## PROVIDED MATERIAL

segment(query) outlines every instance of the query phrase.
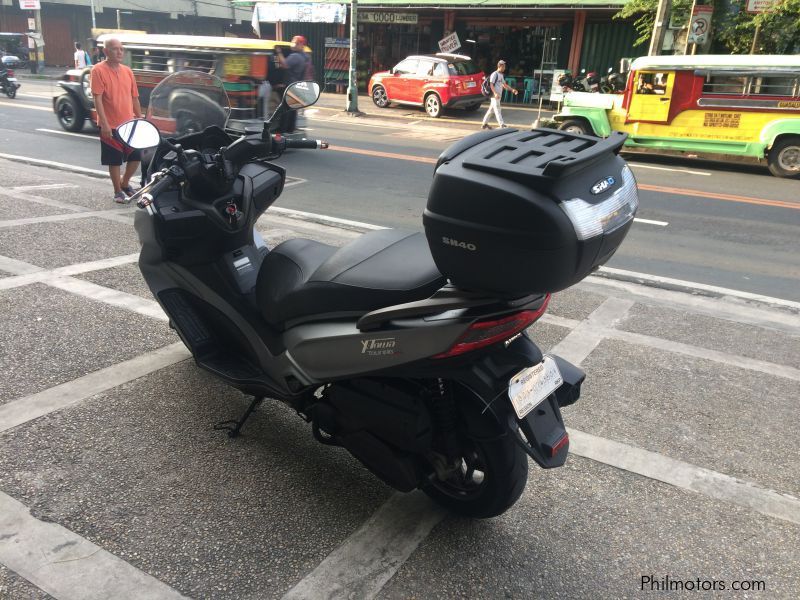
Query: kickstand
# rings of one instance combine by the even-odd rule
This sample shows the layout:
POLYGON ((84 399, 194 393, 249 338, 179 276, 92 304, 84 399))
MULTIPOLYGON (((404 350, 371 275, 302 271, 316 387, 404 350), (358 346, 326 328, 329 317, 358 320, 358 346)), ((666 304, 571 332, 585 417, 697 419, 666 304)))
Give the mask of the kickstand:
POLYGON ((253 411, 264 401, 264 396, 256 396, 253 398, 253 401, 250 403, 250 406, 247 407, 247 410, 244 411, 244 414, 239 418, 238 421, 222 421, 221 423, 217 423, 214 425, 214 429, 217 430, 227 430, 228 437, 238 437, 239 433, 242 431, 242 425, 247 419, 253 414, 253 411))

## WHAT YOU ARE ASKED TO DO
Copy out every line of the entries above character for character, leaving out the pictures.

## SOLUTION FOR THIS EXERCISE
segment(query) outlines every instance of the query phrase.
Query: kickstand
# rings of one instance combine by the even-odd rule
This sample shows the layout:
POLYGON ((84 399, 194 393, 249 338, 179 276, 92 304, 84 399))
MULTIPOLYGON (((404 350, 371 275, 302 271, 316 387, 404 350), (358 346, 326 328, 329 317, 358 320, 358 346)), ((666 304, 571 332, 585 417, 697 419, 666 304)))
Give the mask of the kickstand:
POLYGON ((253 411, 264 401, 264 396, 256 396, 253 398, 253 401, 250 403, 250 406, 247 407, 247 410, 244 411, 244 414, 239 418, 238 421, 222 421, 221 423, 217 423, 214 425, 214 429, 217 430, 227 430, 228 437, 238 437, 239 433, 242 431, 242 425, 247 419, 253 414, 253 411))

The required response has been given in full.